Problem statement.
State how many lines in the data below contain the string "window", treating uppercase and lowercase as different, and give only that number.

Annotated coordinate records:

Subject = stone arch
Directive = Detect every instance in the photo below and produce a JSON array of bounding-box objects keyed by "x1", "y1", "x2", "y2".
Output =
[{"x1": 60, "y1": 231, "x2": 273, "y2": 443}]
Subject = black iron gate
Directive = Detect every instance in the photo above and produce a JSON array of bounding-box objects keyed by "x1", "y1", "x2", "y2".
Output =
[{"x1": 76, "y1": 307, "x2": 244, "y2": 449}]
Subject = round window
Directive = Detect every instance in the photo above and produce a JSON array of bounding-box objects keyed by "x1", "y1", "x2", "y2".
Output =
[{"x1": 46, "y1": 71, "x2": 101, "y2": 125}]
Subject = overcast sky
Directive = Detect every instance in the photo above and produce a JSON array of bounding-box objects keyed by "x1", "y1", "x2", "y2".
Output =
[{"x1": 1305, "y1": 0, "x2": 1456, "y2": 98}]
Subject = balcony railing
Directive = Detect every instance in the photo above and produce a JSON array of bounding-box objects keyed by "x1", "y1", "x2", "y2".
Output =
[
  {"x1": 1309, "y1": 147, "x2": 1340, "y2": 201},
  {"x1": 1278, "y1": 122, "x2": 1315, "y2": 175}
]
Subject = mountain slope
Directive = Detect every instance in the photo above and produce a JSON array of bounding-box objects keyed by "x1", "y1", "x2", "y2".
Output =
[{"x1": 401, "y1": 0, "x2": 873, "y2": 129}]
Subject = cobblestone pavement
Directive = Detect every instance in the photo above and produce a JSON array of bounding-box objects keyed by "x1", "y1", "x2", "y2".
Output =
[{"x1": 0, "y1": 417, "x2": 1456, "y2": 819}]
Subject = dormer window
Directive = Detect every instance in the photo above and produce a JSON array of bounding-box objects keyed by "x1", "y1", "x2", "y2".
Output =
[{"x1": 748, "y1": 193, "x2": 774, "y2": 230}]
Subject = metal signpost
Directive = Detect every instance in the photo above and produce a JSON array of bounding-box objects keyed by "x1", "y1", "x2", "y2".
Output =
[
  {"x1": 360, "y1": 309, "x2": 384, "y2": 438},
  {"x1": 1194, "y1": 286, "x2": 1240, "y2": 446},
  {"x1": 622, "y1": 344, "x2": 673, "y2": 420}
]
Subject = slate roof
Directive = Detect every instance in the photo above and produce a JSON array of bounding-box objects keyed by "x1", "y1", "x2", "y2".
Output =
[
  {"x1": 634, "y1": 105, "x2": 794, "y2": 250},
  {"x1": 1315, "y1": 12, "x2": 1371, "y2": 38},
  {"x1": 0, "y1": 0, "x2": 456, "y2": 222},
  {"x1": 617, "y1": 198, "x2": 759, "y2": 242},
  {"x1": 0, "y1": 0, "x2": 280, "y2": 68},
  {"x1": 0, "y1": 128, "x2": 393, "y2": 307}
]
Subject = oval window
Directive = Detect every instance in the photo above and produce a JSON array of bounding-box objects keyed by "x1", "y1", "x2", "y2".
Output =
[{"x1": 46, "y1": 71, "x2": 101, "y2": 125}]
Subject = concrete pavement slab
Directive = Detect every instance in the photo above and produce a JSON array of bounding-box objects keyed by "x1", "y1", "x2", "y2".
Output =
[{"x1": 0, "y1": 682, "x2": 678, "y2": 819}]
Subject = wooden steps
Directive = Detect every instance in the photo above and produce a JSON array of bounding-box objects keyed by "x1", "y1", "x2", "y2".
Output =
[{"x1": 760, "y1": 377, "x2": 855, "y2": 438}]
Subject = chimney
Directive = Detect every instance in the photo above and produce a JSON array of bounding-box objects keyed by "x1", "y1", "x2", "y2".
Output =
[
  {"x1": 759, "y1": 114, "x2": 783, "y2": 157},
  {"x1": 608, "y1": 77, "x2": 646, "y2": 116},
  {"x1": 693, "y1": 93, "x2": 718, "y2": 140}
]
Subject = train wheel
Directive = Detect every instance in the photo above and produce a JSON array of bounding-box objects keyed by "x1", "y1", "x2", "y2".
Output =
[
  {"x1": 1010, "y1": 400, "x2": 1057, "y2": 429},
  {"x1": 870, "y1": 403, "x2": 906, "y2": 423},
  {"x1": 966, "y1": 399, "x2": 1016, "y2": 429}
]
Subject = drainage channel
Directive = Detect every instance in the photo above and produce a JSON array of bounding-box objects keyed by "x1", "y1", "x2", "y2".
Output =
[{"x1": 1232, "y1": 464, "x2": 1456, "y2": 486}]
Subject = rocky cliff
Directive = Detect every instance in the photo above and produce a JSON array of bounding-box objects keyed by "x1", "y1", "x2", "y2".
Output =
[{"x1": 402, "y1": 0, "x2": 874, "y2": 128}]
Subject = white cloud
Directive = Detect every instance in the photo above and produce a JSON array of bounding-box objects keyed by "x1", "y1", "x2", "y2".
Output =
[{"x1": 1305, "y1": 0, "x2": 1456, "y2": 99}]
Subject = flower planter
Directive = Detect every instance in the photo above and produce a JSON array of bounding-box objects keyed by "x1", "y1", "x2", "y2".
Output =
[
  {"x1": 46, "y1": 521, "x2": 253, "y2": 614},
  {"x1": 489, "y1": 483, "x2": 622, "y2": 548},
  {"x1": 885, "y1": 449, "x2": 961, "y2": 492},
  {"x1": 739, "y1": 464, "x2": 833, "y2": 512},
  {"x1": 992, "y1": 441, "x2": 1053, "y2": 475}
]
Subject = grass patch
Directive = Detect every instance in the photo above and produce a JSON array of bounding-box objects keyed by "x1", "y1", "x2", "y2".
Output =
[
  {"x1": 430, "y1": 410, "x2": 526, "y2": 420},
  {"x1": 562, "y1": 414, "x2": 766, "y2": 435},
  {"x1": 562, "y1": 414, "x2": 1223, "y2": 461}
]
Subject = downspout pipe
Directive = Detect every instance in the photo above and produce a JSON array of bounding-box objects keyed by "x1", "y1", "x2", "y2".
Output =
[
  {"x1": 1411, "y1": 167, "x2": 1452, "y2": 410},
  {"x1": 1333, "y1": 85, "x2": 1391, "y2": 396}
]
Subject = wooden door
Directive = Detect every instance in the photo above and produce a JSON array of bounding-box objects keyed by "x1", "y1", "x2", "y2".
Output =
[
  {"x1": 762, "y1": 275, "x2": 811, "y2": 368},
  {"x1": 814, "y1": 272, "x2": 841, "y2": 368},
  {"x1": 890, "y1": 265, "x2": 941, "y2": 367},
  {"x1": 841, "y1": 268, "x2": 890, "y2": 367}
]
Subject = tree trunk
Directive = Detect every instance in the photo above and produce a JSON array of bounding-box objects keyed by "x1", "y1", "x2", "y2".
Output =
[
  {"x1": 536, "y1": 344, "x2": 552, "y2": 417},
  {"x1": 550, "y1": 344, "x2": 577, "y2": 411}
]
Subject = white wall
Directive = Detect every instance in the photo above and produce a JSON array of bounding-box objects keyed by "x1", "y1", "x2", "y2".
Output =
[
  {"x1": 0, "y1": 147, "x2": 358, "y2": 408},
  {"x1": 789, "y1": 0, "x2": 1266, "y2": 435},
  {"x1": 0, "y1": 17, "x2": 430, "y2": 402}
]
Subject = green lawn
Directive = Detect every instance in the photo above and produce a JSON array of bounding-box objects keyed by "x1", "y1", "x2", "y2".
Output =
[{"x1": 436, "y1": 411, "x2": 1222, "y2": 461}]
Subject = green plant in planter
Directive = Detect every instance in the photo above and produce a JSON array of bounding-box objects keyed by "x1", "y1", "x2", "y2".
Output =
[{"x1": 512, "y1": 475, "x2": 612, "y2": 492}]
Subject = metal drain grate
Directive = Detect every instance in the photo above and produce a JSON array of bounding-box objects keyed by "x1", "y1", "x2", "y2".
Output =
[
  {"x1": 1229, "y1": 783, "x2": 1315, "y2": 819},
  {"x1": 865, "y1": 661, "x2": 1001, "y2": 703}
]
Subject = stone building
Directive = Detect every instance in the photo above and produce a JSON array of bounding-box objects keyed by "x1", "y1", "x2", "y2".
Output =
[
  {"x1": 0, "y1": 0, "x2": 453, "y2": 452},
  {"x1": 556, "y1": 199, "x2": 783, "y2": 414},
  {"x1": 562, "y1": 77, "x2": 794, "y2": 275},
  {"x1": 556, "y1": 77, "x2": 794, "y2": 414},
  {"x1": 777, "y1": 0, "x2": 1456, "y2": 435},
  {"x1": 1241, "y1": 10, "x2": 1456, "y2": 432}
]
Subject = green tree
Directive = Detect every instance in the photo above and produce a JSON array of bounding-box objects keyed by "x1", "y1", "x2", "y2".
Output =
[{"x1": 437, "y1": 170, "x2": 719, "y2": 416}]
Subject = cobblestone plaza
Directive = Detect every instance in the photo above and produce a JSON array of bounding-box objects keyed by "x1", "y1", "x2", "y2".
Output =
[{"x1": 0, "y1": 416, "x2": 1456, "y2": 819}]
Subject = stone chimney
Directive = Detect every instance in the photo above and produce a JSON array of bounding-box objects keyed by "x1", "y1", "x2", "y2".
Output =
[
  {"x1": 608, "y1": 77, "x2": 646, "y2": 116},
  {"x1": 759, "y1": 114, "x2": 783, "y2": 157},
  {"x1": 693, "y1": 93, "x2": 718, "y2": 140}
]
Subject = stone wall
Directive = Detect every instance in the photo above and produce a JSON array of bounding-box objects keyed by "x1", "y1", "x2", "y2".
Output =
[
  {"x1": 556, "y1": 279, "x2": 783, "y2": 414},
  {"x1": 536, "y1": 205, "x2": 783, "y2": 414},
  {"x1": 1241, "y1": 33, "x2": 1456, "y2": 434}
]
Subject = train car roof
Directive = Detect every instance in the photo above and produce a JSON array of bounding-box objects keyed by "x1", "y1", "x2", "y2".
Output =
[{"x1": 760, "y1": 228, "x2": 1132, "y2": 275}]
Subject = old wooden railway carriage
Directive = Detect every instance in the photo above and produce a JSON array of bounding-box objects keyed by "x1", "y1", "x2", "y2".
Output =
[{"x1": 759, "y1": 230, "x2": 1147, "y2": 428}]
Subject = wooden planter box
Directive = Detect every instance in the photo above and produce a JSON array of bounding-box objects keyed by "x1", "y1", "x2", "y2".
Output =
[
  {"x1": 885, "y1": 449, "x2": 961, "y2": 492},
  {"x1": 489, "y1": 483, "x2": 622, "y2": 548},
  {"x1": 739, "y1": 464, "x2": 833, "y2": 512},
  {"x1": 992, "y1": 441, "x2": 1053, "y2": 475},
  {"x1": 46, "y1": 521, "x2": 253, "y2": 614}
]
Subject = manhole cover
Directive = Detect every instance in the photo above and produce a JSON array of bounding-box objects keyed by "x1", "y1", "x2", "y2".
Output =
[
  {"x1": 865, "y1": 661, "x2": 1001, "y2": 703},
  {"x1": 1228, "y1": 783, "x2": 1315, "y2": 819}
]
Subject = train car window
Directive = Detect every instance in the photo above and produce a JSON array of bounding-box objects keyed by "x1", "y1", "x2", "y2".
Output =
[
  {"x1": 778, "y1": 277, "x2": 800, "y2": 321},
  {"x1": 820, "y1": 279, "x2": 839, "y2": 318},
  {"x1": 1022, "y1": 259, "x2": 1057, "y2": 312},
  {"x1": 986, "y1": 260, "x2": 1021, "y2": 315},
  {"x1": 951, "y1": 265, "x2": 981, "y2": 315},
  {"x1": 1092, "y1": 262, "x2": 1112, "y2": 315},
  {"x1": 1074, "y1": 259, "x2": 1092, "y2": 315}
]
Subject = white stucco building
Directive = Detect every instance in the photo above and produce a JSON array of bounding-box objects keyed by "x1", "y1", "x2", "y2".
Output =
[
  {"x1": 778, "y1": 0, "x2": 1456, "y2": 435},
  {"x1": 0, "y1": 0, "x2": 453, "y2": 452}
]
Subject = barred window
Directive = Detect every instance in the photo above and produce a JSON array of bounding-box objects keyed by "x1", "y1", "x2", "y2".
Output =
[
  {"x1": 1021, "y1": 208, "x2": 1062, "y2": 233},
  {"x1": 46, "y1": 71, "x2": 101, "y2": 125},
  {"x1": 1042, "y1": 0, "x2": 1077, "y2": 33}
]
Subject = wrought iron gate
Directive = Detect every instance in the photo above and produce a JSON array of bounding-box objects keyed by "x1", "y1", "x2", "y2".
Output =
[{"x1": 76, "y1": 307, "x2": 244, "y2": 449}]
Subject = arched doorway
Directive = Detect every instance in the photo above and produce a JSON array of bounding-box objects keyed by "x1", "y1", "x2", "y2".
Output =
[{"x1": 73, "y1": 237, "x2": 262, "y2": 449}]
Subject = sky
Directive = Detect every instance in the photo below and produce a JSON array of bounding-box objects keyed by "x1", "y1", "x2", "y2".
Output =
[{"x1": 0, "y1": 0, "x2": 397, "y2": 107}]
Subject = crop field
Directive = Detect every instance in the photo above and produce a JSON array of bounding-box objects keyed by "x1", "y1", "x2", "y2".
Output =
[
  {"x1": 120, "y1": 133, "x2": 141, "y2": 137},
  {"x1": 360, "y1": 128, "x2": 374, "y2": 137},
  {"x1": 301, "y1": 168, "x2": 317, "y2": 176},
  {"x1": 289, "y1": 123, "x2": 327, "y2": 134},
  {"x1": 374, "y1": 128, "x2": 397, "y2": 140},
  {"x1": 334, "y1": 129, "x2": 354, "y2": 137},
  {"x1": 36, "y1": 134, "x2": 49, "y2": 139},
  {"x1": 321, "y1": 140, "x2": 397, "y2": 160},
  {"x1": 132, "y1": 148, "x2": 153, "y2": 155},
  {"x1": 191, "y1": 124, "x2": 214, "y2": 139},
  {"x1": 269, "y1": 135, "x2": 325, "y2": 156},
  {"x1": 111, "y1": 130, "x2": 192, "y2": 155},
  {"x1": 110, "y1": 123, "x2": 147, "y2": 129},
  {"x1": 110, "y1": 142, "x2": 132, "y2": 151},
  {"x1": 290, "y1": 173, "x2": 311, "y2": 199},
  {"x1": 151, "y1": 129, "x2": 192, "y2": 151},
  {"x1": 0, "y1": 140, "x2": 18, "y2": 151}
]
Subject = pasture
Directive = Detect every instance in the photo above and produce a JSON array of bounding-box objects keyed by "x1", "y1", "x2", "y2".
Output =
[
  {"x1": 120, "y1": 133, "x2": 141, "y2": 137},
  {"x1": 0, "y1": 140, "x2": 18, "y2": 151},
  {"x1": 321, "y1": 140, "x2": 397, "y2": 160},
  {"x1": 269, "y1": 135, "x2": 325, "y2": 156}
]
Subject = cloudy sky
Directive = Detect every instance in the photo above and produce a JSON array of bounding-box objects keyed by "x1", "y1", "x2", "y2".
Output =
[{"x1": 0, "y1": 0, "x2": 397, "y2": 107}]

Final answer.
5